EXCERPTED RECORDS ->
..............................
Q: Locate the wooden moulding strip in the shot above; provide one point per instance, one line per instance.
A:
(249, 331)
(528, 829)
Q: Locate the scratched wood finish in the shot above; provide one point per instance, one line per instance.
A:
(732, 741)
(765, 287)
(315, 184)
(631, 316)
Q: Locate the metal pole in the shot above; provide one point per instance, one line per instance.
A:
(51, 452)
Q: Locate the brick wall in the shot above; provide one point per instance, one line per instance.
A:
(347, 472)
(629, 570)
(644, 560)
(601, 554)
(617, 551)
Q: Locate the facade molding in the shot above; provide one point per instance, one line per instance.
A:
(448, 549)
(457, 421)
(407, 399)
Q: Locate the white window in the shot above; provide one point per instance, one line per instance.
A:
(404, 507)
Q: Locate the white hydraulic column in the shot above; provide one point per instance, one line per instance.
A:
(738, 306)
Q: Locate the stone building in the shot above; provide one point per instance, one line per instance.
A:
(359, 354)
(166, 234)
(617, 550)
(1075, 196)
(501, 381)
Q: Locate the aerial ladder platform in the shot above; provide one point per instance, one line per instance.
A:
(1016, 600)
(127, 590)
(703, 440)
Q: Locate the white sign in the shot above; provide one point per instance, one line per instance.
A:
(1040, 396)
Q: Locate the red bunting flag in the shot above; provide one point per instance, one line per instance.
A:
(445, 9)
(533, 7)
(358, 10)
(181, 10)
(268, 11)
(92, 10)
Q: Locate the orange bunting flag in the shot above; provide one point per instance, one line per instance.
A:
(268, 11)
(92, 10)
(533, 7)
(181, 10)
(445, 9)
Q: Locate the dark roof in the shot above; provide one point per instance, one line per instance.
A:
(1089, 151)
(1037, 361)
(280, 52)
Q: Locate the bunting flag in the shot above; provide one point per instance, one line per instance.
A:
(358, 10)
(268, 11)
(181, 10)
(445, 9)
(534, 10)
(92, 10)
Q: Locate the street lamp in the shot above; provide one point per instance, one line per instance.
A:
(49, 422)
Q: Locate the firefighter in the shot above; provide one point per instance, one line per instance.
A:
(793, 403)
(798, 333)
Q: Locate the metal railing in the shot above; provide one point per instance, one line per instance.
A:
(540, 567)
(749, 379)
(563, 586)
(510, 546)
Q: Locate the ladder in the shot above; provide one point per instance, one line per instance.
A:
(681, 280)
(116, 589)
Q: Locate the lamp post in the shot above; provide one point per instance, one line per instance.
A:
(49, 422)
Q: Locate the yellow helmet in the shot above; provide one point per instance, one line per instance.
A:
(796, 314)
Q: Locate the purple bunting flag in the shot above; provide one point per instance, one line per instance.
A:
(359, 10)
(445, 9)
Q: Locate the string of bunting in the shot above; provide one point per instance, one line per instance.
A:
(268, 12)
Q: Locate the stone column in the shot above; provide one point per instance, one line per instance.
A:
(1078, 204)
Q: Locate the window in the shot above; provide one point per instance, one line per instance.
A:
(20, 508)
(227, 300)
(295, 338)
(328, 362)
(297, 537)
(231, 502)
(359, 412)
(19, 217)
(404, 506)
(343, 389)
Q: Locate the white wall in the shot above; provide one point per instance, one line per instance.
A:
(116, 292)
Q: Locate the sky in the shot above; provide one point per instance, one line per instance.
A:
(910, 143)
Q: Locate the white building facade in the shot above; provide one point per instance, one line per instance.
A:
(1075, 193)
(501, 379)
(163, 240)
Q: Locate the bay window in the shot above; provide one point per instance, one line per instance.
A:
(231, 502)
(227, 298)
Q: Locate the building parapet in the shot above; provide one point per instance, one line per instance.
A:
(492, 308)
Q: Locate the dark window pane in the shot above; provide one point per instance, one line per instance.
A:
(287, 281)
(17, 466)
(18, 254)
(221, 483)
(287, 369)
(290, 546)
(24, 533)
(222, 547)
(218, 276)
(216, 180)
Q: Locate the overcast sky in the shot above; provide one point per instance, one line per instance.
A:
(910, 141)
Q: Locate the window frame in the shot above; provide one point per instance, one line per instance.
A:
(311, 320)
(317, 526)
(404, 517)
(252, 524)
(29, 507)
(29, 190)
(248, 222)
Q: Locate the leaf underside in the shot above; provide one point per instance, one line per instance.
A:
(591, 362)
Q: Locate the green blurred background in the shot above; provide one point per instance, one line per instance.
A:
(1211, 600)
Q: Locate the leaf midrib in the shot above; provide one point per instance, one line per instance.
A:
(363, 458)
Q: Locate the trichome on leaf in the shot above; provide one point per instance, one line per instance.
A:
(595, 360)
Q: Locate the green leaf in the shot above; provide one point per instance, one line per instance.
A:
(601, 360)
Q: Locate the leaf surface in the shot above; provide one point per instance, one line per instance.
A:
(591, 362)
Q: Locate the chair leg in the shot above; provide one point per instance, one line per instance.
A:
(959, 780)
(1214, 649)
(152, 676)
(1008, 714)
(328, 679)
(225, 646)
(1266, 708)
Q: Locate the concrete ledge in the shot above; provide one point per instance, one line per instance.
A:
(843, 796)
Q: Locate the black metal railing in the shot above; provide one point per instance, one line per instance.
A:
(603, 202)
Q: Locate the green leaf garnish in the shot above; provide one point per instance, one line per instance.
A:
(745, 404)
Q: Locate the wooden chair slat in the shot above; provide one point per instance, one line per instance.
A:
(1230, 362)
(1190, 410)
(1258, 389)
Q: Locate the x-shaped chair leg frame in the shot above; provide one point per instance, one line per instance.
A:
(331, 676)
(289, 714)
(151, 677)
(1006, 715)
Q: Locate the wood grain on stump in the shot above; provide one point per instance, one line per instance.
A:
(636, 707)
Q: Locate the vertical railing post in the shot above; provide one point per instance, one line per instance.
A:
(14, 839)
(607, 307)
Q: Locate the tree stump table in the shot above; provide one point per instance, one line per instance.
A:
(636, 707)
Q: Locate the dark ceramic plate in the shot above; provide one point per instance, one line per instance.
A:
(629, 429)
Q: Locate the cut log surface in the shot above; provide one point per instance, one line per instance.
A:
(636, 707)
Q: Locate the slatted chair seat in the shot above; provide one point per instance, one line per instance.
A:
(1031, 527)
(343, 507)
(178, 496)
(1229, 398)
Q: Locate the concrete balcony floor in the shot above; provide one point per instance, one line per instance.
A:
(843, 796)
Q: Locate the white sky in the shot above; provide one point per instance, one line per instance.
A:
..............................
Give the number of lines in the data that contain "green", with no other words.

3